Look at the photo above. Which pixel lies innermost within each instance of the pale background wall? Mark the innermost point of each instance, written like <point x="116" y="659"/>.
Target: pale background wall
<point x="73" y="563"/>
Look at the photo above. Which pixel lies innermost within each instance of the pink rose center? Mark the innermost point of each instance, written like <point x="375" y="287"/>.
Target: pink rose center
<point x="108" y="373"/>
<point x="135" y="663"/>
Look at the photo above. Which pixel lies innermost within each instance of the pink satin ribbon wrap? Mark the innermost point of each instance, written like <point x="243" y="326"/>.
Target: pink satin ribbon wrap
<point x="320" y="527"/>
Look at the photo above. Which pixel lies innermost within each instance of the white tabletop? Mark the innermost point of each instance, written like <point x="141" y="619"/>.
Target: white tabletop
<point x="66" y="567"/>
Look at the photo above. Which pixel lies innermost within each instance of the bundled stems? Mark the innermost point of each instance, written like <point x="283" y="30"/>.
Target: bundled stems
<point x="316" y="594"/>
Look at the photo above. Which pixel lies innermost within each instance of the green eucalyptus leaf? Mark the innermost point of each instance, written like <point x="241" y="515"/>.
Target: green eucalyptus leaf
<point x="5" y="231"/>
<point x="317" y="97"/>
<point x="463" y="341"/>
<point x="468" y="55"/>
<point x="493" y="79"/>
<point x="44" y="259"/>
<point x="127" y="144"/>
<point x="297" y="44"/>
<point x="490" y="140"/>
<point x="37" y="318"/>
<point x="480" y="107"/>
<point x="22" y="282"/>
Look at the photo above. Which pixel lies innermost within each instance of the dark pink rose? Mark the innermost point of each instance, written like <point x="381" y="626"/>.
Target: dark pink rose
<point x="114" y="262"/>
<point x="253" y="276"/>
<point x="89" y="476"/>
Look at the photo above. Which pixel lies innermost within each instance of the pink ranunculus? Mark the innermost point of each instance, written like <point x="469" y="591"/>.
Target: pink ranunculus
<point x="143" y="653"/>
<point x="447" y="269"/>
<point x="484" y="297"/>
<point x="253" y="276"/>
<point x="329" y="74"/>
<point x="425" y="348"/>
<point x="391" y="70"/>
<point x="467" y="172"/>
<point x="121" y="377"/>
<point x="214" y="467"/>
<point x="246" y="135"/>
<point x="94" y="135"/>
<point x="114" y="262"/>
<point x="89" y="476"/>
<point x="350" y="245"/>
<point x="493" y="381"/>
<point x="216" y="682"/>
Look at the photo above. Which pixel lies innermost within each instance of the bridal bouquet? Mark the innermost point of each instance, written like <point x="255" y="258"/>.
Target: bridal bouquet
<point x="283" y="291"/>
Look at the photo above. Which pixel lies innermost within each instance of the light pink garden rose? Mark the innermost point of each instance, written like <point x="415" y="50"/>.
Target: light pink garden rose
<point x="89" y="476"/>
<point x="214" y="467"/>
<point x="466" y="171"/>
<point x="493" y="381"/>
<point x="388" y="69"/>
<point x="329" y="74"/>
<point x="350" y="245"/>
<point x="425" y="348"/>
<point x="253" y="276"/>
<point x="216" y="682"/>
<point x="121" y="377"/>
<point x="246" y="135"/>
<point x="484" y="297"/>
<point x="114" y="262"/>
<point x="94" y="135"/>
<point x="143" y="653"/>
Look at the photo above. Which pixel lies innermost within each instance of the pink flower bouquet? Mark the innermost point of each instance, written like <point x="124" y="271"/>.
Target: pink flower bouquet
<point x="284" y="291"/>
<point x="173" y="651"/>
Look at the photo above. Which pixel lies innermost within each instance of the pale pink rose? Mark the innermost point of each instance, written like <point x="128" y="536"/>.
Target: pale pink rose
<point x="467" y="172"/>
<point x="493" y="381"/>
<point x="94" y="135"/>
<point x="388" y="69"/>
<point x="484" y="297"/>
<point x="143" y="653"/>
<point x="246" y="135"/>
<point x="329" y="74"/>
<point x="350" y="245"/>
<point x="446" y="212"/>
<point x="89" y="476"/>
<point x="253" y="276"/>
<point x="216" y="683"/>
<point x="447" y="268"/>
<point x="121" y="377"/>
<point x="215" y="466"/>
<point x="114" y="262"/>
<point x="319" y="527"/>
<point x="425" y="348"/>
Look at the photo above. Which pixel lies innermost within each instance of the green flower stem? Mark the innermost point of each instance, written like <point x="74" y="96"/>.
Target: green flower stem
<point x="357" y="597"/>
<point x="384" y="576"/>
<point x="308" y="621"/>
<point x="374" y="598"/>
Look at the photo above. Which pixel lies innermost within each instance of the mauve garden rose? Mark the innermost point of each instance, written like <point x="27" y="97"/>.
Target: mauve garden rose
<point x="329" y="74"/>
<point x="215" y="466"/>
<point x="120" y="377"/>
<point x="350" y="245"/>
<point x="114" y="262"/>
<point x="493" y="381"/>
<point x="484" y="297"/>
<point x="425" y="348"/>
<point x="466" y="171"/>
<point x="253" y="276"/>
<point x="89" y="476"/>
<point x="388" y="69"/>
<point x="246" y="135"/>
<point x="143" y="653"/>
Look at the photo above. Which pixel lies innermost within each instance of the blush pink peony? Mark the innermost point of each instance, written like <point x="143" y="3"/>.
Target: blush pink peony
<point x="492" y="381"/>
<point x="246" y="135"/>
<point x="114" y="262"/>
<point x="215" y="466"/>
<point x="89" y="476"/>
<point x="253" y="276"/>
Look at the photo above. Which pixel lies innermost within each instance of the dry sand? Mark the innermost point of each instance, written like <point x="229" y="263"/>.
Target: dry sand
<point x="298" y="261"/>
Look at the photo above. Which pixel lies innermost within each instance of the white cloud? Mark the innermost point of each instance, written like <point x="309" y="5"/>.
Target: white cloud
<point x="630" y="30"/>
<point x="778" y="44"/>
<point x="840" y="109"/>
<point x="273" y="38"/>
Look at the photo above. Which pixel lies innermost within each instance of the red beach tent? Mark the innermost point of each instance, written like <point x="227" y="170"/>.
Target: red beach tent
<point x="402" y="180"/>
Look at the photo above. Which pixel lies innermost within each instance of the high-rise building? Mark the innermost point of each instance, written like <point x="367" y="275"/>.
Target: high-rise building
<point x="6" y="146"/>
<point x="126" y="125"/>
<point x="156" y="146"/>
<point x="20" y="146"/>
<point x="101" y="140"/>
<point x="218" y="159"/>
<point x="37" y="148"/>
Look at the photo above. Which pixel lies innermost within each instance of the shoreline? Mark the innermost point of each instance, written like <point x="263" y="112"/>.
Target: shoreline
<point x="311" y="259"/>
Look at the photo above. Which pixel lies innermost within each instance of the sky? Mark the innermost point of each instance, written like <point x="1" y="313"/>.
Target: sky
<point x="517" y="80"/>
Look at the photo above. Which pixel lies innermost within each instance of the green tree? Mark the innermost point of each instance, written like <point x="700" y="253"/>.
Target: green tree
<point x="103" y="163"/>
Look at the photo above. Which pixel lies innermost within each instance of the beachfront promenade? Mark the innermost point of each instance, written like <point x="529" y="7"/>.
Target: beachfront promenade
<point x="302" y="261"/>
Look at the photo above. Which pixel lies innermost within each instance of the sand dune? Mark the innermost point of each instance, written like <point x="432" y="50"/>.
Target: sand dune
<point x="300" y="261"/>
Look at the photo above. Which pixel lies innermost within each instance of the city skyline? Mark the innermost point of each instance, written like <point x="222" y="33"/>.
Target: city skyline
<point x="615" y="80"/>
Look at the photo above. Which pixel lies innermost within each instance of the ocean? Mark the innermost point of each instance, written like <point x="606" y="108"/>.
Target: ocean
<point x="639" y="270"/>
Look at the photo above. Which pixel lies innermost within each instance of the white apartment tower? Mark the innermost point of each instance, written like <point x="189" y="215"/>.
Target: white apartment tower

YOUR INSTRUCTIONS ->
Which lines belong in the answer? Exactly those from the first line of the entries through the line holding "the pink rose", inclusive, copied unchanged.

EXPECTED ANSWER ->
Look at the photo above. Which pixel lies innermost within each instance of the pale background wall? Mark the innermost point of each instance, written like <point x="116" y="659"/>.
Target: pale background wall
<point x="73" y="563"/>
Look at the photo above. Which pixel lies innermost within each instance of the pink rose center? Mark the innermost point of each instance, written like <point x="375" y="287"/>.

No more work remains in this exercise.